Stored records -
▶

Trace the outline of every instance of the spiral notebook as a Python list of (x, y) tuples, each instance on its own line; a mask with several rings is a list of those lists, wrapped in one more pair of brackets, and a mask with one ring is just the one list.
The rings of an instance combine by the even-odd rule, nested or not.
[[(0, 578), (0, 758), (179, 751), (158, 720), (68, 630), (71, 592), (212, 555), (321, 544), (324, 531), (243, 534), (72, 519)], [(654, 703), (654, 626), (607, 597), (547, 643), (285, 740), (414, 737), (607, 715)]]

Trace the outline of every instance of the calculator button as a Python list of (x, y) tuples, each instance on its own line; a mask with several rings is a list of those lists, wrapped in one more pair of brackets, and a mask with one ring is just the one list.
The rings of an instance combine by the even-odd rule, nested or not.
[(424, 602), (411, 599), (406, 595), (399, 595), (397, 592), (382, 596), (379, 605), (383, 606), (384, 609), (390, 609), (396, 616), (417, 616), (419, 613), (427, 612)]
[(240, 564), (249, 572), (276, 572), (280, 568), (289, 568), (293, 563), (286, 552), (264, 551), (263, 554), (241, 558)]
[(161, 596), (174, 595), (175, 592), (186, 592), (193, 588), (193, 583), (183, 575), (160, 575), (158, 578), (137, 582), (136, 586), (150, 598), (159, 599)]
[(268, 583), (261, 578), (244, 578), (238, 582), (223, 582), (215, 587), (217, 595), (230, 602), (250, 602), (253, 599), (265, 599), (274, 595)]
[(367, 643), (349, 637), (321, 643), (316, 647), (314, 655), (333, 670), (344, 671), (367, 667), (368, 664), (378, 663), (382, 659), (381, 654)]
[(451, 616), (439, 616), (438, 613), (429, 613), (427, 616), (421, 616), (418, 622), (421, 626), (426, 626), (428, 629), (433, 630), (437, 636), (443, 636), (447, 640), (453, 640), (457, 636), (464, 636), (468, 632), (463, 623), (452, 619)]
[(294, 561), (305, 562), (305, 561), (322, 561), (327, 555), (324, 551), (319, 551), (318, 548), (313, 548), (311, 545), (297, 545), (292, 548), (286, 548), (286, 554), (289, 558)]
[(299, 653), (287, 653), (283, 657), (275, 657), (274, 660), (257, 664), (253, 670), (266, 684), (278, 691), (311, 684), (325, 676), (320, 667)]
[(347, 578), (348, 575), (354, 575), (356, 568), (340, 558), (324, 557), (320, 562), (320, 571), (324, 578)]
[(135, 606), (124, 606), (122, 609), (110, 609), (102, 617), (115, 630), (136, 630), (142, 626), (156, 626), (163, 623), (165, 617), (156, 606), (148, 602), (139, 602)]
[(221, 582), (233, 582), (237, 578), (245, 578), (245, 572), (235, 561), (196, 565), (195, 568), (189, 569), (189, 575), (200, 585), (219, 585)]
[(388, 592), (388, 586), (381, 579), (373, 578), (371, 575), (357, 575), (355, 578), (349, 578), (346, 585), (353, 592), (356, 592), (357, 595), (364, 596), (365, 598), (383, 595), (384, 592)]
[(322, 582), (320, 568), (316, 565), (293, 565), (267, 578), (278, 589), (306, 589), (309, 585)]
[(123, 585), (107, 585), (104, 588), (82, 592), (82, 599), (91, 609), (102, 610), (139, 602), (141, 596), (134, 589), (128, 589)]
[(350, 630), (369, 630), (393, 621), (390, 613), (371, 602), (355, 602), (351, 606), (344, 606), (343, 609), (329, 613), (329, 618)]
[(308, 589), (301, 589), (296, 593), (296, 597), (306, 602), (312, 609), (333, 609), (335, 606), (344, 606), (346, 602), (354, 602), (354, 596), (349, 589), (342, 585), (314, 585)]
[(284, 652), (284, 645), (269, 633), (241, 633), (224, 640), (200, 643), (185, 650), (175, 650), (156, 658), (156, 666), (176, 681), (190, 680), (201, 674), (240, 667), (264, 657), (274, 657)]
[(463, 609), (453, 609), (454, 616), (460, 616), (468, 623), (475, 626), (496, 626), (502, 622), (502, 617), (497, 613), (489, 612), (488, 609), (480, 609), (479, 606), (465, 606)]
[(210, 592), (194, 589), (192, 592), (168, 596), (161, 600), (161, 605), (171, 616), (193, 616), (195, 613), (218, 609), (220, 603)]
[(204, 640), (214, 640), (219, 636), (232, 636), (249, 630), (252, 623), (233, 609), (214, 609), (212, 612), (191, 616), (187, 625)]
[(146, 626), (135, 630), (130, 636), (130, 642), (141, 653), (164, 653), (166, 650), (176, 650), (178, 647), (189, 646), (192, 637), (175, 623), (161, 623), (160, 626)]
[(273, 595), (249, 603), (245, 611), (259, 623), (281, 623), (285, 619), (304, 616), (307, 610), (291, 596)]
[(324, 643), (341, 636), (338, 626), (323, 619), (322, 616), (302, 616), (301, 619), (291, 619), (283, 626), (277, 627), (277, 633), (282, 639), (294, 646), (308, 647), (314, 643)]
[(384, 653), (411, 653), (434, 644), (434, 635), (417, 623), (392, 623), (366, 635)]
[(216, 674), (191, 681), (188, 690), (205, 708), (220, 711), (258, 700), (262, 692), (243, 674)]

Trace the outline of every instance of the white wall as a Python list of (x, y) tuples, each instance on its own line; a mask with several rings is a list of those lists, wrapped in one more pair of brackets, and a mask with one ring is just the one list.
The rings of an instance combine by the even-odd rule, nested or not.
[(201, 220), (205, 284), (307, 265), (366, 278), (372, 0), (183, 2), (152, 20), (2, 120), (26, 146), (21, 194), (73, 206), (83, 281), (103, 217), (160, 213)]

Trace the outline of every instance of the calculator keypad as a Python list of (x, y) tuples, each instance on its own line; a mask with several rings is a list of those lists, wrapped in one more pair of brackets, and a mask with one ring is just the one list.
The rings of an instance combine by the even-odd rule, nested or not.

◀

Restate the records word for word, keeping every line.

Solution for this exercise -
Trace the outline of every instance of the spiral notebook as a Python list of (x, y) tuples, each instance on its own line; a mask with several rings is a list of those lists, wrapped in one more pair of brackets, and a mask with one ring is just the one list.
The rings of an instance combine by the even-odd rule, nested or not.
[[(0, 578), (0, 758), (179, 751), (158, 720), (68, 630), (71, 592), (212, 555), (321, 544), (324, 531), (243, 534), (72, 519)], [(654, 703), (654, 626), (607, 597), (547, 643), (285, 740), (414, 737), (607, 715)]]

Trace the outline of every instance of the calculator button as a Python list of (x, y) tuples, each instance on its own line; a mask with several rings is a list of those lists, wrapped in one more pair of brackets, and a mask with one ring is just the one list.
The rings of an instance combine by the even-odd rule, nested or not.
[(424, 602), (411, 599), (406, 595), (399, 595), (397, 592), (382, 596), (379, 605), (383, 606), (384, 609), (390, 609), (396, 616), (417, 616), (419, 613), (427, 612)]
[(240, 564), (249, 572), (276, 572), (280, 568), (289, 568), (293, 563), (286, 552), (264, 551), (263, 554), (241, 558)]
[(161, 596), (174, 595), (175, 592), (186, 592), (193, 588), (193, 583), (183, 575), (160, 575), (158, 578), (137, 582), (136, 586), (150, 598), (159, 599)]
[(268, 583), (261, 578), (244, 578), (238, 582), (223, 582), (215, 587), (217, 595), (230, 602), (250, 602), (253, 599), (265, 599), (274, 595)]
[(367, 643), (349, 637), (321, 643), (316, 647), (314, 655), (333, 670), (344, 671), (367, 667), (368, 664), (378, 663), (382, 659), (381, 654)]
[(451, 616), (439, 616), (438, 613), (429, 613), (427, 616), (421, 616), (418, 622), (421, 626), (426, 626), (428, 629), (433, 630), (437, 636), (443, 636), (447, 640), (453, 640), (457, 636), (464, 636), (468, 632), (463, 623), (452, 619)]
[(294, 561), (305, 562), (305, 561), (322, 561), (327, 555), (324, 551), (319, 551), (318, 548), (313, 548), (311, 545), (297, 545), (292, 548), (286, 548), (286, 554), (289, 558)]
[(299, 653), (287, 653), (283, 657), (275, 657), (274, 660), (257, 664), (253, 670), (266, 684), (278, 691), (311, 684), (325, 676), (320, 667)]
[(347, 578), (348, 575), (354, 575), (356, 568), (340, 558), (324, 557), (320, 562), (320, 571), (324, 578)]
[(135, 606), (124, 606), (122, 609), (110, 609), (102, 617), (115, 630), (136, 630), (142, 626), (156, 626), (163, 623), (165, 617), (156, 606), (148, 602), (139, 602)]
[(221, 582), (233, 582), (237, 578), (245, 578), (245, 572), (235, 561), (196, 565), (195, 568), (189, 569), (189, 575), (200, 585), (219, 585)]
[(388, 592), (388, 586), (381, 579), (373, 578), (371, 575), (357, 575), (355, 578), (349, 578), (346, 585), (353, 592), (356, 592), (357, 595), (364, 596), (365, 598), (383, 595), (384, 592)]
[(322, 582), (320, 568), (316, 565), (293, 565), (267, 578), (278, 589), (306, 589), (309, 585)]
[(123, 585), (107, 585), (104, 588), (82, 592), (82, 599), (91, 609), (102, 610), (139, 602), (141, 596), (134, 589), (128, 589)]
[(350, 630), (369, 630), (393, 621), (390, 613), (371, 602), (355, 602), (351, 606), (344, 606), (343, 609), (329, 613), (329, 618)]
[(308, 589), (301, 589), (296, 593), (296, 597), (306, 602), (312, 609), (333, 609), (335, 606), (344, 606), (346, 602), (354, 602), (354, 596), (349, 589), (342, 585), (314, 585)]
[(284, 652), (284, 645), (269, 633), (241, 633), (224, 640), (200, 643), (185, 650), (175, 650), (156, 658), (156, 666), (176, 681), (190, 680), (201, 674), (240, 667), (264, 657), (274, 657)]
[(463, 609), (453, 609), (454, 616), (460, 616), (468, 623), (475, 626), (496, 626), (502, 622), (502, 617), (497, 613), (489, 612), (488, 609), (480, 609), (479, 606), (465, 606)]
[(210, 592), (194, 589), (192, 592), (168, 596), (161, 600), (161, 605), (171, 616), (193, 616), (195, 613), (218, 609), (220, 603)]
[(204, 640), (214, 640), (219, 636), (232, 636), (249, 630), (252, 623), (233, 609), (214, 609), (212, 612), (191, 616), (187, 625)]
[(146, 626), (135, 630), (130, 636), (130, 642), (141, 653), (164, 653), (166, 650), (176, 650), (178, 647), (189, 646), (192, 637), (175, 623), (161, 623), (160, 626)]
[(273, 595), (249, 603), (245, 611), (259, 623), (281, 623), (285, 619), (304, 616), (307, 610), (291, 596)]
[(324, 643), (341, 636), (338, 626), (323, 619), (322, 616), (302, 616), (301, 619), (291, 619), (283, 626), (277, 627), (277, 633), (282, 639), (294, 646), (308, 647), (314, 643)]
[(384, 653), (411, 653), (434, 644), (434, 635), (417, 623), (392, 623), (366, 635)]
[(216, 674), (191, 681), (188, 690), (205, 708), (220, 711), (258, 700), (262, 692), (243, 674)]

Trace the outline of every instance of the white wall as a Python list of (x, y) tuples, each instance on its own line; a mask with several rings is a list of those lists, wrapped in one more pair of brackets, and a mask with one ring is just the one list.
The rings of an instance combine by the even-odd rule, nested or not.
[(201, 220), (205, 284), (307, 265), (366, 278), (372, 0), (183, 2), (152, 20), (2, 120), (26, 146), (21, 194), (73, 206), (83, 281), (103, 217), (160, 213)]

Trace the outline of every instance of the calculator keypad as a Python list of (x, y) tuples, each instance on its own line; a mask with several rings is a list of those lists, wrapped in one more pair of brackets, and a mask with one ring is just the one list.
The rings of an instance combine by the even-odd rule, nested or not.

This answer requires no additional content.